[Stored data entries]
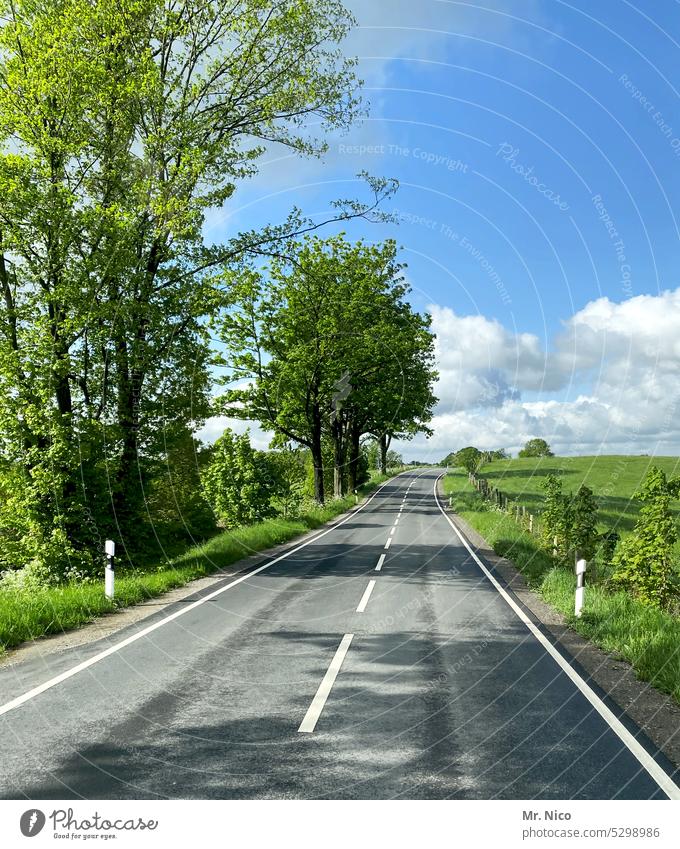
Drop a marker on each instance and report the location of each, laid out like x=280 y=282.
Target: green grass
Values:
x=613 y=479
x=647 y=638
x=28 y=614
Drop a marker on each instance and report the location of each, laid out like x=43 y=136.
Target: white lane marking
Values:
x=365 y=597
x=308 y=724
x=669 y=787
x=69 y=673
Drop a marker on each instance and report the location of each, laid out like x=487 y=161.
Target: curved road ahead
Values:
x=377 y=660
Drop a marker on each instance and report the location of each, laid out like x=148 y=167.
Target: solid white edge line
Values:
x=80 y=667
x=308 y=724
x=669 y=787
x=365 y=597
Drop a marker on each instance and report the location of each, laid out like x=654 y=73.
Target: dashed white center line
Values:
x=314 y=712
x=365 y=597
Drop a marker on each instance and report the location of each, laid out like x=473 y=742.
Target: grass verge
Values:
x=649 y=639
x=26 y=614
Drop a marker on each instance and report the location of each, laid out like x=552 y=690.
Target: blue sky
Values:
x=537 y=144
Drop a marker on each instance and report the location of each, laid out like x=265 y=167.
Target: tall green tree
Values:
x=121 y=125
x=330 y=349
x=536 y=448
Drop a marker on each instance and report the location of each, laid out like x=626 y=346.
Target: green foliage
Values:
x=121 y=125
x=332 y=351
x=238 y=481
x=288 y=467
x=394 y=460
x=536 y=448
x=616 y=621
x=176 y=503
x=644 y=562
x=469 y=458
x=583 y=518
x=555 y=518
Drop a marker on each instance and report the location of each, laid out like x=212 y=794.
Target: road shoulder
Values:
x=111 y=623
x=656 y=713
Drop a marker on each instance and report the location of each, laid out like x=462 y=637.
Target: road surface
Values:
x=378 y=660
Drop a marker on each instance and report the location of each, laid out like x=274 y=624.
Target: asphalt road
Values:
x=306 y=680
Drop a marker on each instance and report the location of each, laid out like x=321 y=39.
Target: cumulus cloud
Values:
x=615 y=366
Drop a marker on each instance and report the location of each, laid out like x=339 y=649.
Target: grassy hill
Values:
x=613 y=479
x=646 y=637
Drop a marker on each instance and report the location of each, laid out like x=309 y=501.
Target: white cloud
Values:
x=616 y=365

> _WHAT YOU SHOULD DO_:
Filter the entries down to the lines with the word "cloud" in them, and copy those lines.

> _SOLUTION BELOW_:
Target: cumulus cloud
Target: white cloud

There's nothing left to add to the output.